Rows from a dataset
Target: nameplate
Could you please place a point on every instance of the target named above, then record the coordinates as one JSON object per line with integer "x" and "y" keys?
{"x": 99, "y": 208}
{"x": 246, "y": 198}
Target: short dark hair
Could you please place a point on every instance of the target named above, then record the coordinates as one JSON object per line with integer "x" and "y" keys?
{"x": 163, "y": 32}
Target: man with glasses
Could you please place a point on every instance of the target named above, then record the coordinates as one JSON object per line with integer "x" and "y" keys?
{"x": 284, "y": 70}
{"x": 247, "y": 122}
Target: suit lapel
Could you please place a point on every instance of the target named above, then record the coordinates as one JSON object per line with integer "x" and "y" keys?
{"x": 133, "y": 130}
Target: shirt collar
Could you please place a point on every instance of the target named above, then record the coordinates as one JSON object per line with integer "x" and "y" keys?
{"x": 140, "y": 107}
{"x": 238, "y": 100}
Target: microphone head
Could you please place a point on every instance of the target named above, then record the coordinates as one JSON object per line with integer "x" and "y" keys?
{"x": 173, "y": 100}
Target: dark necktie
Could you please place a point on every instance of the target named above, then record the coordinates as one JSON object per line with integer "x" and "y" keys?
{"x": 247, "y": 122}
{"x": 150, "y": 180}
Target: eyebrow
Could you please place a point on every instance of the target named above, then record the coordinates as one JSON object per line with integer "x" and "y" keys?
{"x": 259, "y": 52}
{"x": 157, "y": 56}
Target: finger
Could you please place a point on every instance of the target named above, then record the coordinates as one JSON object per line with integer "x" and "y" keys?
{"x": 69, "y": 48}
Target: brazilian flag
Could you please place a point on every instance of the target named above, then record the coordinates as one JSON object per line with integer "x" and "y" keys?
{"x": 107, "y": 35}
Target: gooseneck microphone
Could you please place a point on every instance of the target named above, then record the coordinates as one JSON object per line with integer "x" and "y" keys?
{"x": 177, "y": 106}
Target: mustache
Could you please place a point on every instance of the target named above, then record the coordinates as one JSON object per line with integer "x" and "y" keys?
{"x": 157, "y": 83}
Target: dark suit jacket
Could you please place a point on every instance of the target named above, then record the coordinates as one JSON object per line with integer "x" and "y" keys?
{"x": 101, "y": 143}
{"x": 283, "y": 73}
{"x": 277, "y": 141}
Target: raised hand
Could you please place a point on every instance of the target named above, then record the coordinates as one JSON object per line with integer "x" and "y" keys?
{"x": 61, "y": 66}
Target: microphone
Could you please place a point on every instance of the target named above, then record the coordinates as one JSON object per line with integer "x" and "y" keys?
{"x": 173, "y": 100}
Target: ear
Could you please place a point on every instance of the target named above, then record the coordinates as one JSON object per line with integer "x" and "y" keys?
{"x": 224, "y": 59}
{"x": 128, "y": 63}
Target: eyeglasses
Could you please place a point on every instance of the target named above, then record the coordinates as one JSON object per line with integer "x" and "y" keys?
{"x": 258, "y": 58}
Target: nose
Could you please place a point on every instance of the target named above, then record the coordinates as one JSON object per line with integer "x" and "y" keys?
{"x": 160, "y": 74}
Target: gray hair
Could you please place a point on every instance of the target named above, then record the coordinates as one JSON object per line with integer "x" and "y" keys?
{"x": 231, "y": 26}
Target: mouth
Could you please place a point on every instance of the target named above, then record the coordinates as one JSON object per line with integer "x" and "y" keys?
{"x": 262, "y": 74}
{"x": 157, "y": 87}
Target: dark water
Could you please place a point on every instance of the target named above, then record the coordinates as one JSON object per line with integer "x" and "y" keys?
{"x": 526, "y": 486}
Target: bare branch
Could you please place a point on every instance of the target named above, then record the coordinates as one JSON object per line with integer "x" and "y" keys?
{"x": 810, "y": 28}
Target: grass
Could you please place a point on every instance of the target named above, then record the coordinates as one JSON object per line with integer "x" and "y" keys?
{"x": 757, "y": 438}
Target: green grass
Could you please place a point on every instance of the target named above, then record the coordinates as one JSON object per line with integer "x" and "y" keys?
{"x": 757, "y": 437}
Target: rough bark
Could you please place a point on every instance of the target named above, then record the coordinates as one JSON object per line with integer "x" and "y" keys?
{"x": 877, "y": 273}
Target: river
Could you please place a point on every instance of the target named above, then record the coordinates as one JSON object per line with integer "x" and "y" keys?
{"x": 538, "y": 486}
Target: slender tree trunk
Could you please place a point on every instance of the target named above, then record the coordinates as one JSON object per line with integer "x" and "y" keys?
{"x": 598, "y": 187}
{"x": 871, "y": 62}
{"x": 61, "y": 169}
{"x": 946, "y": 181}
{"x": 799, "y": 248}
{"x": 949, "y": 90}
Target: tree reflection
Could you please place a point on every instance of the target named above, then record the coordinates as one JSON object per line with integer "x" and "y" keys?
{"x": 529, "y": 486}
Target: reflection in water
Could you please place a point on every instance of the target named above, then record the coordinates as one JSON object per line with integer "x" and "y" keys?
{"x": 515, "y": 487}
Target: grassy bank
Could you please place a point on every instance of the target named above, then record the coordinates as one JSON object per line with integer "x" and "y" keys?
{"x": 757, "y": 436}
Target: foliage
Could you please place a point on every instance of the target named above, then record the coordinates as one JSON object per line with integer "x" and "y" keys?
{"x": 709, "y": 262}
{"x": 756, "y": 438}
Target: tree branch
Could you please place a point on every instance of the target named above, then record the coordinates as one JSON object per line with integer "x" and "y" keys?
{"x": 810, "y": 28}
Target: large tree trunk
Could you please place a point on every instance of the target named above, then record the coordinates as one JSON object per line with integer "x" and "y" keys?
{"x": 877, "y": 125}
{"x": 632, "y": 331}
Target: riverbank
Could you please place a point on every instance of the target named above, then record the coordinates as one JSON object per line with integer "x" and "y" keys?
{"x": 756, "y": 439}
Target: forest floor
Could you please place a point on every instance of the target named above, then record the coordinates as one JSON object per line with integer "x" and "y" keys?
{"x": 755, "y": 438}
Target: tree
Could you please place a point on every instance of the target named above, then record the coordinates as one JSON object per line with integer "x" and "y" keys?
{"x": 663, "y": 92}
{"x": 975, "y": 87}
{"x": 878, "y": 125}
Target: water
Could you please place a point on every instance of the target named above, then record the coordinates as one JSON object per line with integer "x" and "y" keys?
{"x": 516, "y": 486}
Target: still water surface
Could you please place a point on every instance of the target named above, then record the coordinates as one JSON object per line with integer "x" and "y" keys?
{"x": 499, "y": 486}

EXERCISE
All records above must be set down exactly, please.

ANSWER BELOW
Target: nameplate
Could you please place a point on every instance of the target named above, then record the coordinates as one JSON object per line with integer "x" and "y" keys?
{"x": 99, "y": 208}
{"x": 246, "y": 198}
Target: short dark hair
Could you please place a point on every instance of the target named above, then record the coordinates as one JSON object per line with integer "x" and "y" keys?
{"x": 163, "y": 32}
Target: man with glasses
Could you please place a point on every instance of the target named above, then record the coordinates as one JSON object per line with integer "x" and "y" keys?
{"x": 284, "y": 70}
{"x": 247, "y": 122}
Target: suit lapel
Could you please place a point on every instance of the target named above, then record the coordinates as one JSON object per line with integer "x" and "y" keys?
{"x": 133, "y": 130}
Target: shirt collar
Could you please place a point on every instance of the target named above, then record the coordinates as one JSON object per line with integer "x" and "y" keys?
{"x": 140, "y": 107}
{"x": 238, "y": 100}
Target: microphone head
Could you please place a point on every instance of the target named above, then record the coordinates as one JSON object per line with integer "x" and "y" keys?
{"x": 173, "y": 100}
Target: dark necktie
Could you please place a point on every instance of the target named above, then record the coordinates as one JSON object per line with integer "x" and "y" keys?
{"x": 247, "y": 122}
{"x": 150, "y": 180}
Target: eyebrow
Could you please place a point on every instance of the target named above, then record the coordinates as one JSON object per line with integer "x" and "y" keys?
{"x": 259, "y": 52}
{"x": 157, "y": 56}
Target: finger
Could you please place a point on every instance of the target named above, then record the coordinates as one JSON object per line with integer "x" and "y" keys?
{"x": 69, "y": 48}
Target: brazilian flag
Could you please place a point on every instance of the target named above, then record the coordinates as one JSON object per line with integer "x" and "y" keys?
{"x": 107, "y": 35}
Target: gooseneck microphone
Could you please place a point on every instance of the target named above, then record the coordinates as one JSON object per line with integer "x" and "y" keys?
{"x": 177, "y": 106}
Target: mustache
Could you please place a point on every instance of the target named above, then record the coordinates as one JSON object per line with integer "x" and "y" keys?
{"x": 157, "y": 83}
Target: dark suit jacket
Could you please place a point on every instance of the target named above, then record the coordinates as one JSON object per line with integer "x" and "y" keys?
{"x": 101, "y": 143}
{"x": 283, "y": 73}
{"x": 277, "y": 141}
Target: raised hand
Could you please place a point on every instance of the target named above, then record the coordinates as one JSON object per line with integer "x" and "y" keys?
{"x": 61, "y": 66}
Target: microphone
Could you please place a point on every instance of the target named above, then record the coordinates as one JSON object per line with integer "x" and "y" keys?
{"x": 173, "y": 100}
Target: ear
Could you please place a point on every instance of the target named above, then record the coordinates as one JSON object per line with integer "x" and "y" keys?
{"x": 224, "y": 59}
{"x": 128, "y": 63}
Target: eyeglasses
Could you please place a point on every instance of the target named above, then record the coordinates as one JSON object per line with integer "x" and "y" keys?
{"x": 258, "y": 58}
Target: nose
Could you please place a point on every instance of the target named above, then record the coordinates as one JSON object per line with integer "x" and "y" keys?
{"x": 160, "y": 74}
Target: gray hair
Could you please place a point on every instance of the target named above, then record the coordinates as one JSON object per line with integer "x" and "y" keys?
{"x": 231, "y": 26}
Target: mouth
Could you please place a point on every instance of the target named above, then record the coordinates as one JSON object per line with integer "x" and "y" keys?
{"x": 262, "y": 74}
{"x": 157, "y": 87}
Target: dark water
Could you please place a point on every instance of the target named above, then record the coordinates as one JSON object per line with integer "x" and "y" keys?
{"x": 526, "y": 486}
Target: bare branch
Could you please place a point on every instance of the target named above, then record the coordinates as one JSON object per line with integer "x" and "y" keys?
{"x": 810, "y": 28}
Target: grass
Could you please place a point on every instance of the target named above, then record the coordinates as one JSON object per line with integer "x" and "y" keys?
{"x": 757, "y": 438}
Target: green grass
Could you please place a point on every instance of the target named above, then record the coordinates as one JSON object per line with integer "x" and "y" keys?
{"x": 757, "y": 437}
Target: rough bark
Could you please place a point on every instance of the target named above, then record the coordinates as one JSON object per line with integer "x" and "y" keys?
{"x": 877, "y": 273}
Target: river
Could you please place a point on every instance of the target named above, then record the coordinates as one JSON object per line with integer "x" and "y" keys?
{"x": 538, "y": 486}
Target: slender tree trunk
Could you please place a point on every instance of the target named above, then record the coordinates as one JSON object per line with integer "x" and "y" keys?
{"x": 598, "y": 187}
{"x": 871, "y": 62}
{"x": 61, "y": 169}
{"x": 946, "y": 181}
{"x": 799, "y": 248}
{"x": 949, "y": 90}
Target: tree reflection
Could you please place a point on every instance of the target named above, then record the coordinates as one JSON object per line with integer "x" and "y" keys?
{"x": 529, "y": 486}
Target: reflection in water
Could you please place a point on every instance of the target named above, then record the coordinates as one JSON object per line with integer "x" and "y" keys?
{"x": 515, "y": 487}
Target: grassy bank
Could you please place a point on every instance of the target named above, then record the coordinates as one JSON object per line with integer "x" and "y" keys?
{"x": 757, "y": 436}
Target: foliage
Could you please place a point on every instance of the target named above, then record the coordinates as one JSON object per line with integer "x" and "y" keys?
{"x": 709, "y": 262}
{"x": 756, "y": 438}
Target: tree branch
Could you please place a point on every instance of the target named above, then record the coordinates as one JSON object per line with integer "x" and "y" keys?
{"x": 810, "y": 28}
Target: large tree trunk
Could you please place a point on every instance of the target named above, then record the coordinates as one JSON object per line with integer "x" and "y" keys?
{"x": 877, "y": 125}
{"x": 632, "y": 331}
Target: riverbank
Could you please place a point on every instance of the target named above, then record the coordinates as one JSON object per line with integer "x" and "y" keys?
{"x": 756, "y": 439}
Target: forest floor
Could you please place a point on every instance of the target named above, then record the coordinates as one JSON object per line with integer "x" and "y" keys?
{"x": 755, "y": 438}
Target: tree
Could you please place a point on every instance of the target named above, then record the coordinates as one JSON object per line with integer "x" and "y" keys?
{"x": 663, "y": 92}
{"x": 975, "y": 87}
{"x": 878, "y": 125}
Target: water
Could you please place a point on every instance of the target named above, then record the coordinates as one JSON object per line with integer "x" and "y" keys?
{"x": 516, "y": 486}
Target: still water surface
Could you please place a point on every instance of the target named above, then record the coordinates as one JSON object per line with integer "x" and "y" keys?
{"x": 499, "y": 486}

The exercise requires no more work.